Aim of the task: Please repeat the lines below exactly. Begin with the line containing "Target: green shrub" and go on through the line containing "Check that each instance of the hanging light".
-- Data for processing follows --
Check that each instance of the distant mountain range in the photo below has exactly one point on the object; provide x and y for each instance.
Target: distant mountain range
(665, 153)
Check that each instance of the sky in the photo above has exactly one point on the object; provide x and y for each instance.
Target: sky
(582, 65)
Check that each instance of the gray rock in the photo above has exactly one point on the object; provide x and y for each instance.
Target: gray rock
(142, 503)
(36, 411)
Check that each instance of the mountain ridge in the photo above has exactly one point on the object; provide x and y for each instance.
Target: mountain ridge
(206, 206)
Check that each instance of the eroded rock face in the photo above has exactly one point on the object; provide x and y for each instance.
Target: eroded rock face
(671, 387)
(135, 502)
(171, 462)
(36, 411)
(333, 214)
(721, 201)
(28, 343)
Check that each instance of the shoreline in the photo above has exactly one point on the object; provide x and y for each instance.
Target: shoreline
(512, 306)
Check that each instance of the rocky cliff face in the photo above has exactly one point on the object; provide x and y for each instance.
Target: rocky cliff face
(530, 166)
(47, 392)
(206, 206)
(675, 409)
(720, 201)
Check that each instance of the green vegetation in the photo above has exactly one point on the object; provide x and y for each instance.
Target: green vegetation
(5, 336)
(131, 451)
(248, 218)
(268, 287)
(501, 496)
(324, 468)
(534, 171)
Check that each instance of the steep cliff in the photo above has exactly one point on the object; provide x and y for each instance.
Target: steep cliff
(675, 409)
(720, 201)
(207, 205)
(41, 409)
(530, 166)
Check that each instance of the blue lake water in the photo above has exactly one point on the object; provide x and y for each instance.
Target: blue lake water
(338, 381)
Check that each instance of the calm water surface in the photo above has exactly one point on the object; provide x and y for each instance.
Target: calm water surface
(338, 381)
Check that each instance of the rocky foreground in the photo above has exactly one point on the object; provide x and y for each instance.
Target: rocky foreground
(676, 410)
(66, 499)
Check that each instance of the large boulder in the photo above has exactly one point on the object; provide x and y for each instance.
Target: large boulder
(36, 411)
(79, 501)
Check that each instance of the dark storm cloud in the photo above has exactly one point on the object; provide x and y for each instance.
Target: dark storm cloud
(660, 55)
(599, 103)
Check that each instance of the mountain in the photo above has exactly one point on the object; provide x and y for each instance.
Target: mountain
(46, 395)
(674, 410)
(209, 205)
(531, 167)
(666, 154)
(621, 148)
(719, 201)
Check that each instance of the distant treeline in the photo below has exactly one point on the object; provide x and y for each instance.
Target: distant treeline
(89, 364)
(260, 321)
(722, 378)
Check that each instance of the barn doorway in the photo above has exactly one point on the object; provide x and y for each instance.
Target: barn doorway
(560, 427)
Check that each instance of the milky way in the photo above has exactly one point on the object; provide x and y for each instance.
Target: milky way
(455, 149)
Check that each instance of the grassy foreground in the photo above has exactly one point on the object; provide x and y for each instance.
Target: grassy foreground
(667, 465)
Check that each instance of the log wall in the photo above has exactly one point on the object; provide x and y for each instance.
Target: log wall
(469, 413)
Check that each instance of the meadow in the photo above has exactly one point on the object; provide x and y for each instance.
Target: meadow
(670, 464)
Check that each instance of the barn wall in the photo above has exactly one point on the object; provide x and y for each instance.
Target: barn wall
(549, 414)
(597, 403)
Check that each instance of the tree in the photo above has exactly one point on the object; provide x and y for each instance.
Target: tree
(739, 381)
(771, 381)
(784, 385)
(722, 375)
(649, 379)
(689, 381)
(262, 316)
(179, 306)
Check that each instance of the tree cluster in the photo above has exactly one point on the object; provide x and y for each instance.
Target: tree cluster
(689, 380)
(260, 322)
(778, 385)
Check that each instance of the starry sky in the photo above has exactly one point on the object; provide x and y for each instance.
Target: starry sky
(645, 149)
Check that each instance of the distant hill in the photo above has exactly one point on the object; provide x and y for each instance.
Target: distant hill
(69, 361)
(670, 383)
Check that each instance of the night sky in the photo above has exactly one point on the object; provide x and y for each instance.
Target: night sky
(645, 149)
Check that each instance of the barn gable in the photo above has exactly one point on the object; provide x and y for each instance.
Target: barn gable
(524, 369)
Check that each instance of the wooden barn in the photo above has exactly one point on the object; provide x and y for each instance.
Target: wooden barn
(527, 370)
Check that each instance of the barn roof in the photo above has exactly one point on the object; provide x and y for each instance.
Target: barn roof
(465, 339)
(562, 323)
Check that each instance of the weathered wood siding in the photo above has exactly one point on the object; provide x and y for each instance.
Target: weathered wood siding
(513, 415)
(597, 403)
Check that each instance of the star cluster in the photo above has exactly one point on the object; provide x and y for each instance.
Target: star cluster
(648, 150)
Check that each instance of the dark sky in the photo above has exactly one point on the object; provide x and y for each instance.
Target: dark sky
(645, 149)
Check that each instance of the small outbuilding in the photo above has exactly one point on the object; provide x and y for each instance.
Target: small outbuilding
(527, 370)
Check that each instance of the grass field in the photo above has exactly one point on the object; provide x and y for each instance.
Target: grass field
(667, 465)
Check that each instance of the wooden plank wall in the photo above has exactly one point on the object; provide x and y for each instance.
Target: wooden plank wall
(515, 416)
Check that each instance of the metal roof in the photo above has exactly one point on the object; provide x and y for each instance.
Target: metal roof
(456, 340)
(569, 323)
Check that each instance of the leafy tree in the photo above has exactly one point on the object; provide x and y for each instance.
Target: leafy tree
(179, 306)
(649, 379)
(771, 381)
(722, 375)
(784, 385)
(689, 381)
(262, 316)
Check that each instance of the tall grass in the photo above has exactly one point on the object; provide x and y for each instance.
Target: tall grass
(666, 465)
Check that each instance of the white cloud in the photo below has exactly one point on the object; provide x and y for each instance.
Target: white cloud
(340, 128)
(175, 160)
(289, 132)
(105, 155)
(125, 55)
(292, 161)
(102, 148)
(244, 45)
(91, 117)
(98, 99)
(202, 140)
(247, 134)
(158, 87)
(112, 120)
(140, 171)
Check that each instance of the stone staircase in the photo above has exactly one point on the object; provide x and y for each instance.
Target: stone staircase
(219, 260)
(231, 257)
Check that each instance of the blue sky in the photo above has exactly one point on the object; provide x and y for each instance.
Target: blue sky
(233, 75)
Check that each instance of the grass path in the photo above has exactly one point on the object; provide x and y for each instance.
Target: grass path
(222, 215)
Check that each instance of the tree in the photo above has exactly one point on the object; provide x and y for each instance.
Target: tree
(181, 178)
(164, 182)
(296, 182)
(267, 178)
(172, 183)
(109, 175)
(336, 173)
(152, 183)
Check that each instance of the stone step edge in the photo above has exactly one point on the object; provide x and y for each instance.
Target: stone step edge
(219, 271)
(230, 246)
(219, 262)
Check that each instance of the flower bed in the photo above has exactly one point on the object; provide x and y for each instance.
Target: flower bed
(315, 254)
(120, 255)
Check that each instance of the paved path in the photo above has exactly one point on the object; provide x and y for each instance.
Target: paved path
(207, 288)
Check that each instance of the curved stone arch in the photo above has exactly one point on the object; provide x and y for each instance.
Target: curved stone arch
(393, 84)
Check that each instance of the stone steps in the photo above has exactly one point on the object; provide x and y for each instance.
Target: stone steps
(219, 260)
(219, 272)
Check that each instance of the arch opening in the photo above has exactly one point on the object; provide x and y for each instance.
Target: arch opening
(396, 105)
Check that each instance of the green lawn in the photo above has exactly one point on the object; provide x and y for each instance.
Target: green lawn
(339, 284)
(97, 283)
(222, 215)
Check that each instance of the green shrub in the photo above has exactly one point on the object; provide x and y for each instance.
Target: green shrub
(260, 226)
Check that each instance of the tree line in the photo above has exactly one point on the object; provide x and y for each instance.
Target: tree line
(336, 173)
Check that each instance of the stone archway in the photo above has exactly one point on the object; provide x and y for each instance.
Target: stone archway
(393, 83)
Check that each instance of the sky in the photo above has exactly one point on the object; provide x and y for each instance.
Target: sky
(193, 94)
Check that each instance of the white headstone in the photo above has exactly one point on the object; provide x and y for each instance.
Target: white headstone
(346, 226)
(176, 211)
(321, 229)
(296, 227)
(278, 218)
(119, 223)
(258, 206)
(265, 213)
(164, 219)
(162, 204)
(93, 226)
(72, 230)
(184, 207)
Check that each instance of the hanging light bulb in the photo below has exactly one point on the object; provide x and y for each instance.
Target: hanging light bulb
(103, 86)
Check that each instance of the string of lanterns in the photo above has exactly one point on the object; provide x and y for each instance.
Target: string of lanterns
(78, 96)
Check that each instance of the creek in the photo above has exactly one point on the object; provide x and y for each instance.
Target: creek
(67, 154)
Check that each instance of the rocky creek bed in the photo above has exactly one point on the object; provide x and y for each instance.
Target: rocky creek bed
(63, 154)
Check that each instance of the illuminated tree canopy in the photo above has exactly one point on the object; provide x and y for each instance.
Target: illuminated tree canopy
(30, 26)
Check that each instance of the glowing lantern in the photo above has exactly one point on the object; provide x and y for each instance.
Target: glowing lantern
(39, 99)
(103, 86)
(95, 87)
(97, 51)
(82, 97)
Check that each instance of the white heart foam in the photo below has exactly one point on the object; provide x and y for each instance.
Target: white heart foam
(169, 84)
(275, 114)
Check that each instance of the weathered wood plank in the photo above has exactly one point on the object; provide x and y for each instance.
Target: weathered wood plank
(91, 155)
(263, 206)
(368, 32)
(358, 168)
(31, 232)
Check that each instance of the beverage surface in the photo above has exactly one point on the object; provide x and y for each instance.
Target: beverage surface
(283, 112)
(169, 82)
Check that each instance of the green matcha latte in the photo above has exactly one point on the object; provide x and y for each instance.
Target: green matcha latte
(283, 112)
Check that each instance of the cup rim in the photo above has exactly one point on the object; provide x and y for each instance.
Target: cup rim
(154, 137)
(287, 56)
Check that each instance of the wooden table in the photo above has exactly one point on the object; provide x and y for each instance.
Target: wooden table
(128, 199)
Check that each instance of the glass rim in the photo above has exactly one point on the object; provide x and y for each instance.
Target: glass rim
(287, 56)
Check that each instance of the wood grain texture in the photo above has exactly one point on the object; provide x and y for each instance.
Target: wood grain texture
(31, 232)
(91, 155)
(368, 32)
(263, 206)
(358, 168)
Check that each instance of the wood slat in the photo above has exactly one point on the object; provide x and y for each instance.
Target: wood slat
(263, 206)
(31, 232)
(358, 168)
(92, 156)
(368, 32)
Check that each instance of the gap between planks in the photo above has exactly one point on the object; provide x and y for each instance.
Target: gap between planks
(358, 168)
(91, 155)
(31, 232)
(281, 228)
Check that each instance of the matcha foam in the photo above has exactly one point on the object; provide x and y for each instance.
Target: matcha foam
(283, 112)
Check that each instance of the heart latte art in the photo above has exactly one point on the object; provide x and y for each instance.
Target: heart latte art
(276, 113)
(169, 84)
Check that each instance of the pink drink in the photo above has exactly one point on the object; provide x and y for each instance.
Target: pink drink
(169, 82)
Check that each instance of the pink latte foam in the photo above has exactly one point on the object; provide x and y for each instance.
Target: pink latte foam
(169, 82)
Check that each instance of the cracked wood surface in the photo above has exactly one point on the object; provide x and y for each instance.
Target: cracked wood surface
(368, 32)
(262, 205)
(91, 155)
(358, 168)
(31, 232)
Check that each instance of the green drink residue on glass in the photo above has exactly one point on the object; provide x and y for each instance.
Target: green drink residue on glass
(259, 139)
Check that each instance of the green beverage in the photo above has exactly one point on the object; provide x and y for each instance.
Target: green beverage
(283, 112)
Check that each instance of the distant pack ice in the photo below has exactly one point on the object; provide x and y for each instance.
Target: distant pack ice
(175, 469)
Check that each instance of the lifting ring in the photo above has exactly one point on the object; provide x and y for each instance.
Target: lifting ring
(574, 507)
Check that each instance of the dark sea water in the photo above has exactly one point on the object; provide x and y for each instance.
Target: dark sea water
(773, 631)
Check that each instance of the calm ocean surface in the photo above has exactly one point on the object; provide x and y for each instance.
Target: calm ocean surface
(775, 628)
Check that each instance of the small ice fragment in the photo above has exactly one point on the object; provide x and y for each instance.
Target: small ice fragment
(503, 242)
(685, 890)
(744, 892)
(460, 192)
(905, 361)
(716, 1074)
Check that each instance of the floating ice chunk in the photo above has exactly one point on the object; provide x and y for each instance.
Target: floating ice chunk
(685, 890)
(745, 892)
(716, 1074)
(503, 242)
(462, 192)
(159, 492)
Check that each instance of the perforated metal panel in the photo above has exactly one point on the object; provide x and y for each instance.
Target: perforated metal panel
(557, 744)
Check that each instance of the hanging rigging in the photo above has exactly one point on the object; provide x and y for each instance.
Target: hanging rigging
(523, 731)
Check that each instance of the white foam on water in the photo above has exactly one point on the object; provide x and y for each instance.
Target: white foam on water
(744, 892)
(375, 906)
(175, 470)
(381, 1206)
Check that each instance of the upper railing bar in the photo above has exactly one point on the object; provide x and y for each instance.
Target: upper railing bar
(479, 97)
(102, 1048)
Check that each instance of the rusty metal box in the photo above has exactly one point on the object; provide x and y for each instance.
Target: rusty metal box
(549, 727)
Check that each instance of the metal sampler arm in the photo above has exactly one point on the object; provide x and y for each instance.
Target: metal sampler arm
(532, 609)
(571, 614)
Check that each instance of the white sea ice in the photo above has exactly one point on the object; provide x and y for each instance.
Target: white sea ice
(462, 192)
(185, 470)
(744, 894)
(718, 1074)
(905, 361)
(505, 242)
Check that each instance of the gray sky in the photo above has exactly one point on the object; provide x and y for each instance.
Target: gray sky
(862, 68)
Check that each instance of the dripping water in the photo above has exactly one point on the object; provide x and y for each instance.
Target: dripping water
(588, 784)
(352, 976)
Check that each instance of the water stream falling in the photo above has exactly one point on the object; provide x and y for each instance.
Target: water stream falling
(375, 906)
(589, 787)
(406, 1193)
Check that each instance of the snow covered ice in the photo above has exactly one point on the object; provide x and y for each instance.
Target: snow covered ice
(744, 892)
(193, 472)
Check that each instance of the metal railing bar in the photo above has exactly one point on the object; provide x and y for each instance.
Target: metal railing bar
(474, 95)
-- Data for processing concluded --
Written solution:
Target: green shrub
(260, 226)
Check that each instance of the tree line in the photo above has exactly one point on the object; provide x and y for each instance.
Target: tree line
(336, 173)
Check that each instance of the stone archway in the photo above has exactly one point on the object; provide x and y for each instance.
Target: stone archway
(393, 83)
Check that each instance of the sky in the photo above has exactly one point on the object; provide x and y for each instance.
Target: sky
(193, 94)
Check that each instance of the white headstone in the photo above has exactly one point on the object; provide x and y for each instance.
Target: white headstone
(346, 226)
(176, 211)
(321, 229)
(296, 227)
(278, 218)
(119, 223)
(258, 206)
(265, 213)
(164, 219)
(162, 204)
(93, 226)
(72, 230)
(184, 207)
Check that each instance of the hanging light bulb in the photo below has exactly one point on the object; provide x and y for each instance.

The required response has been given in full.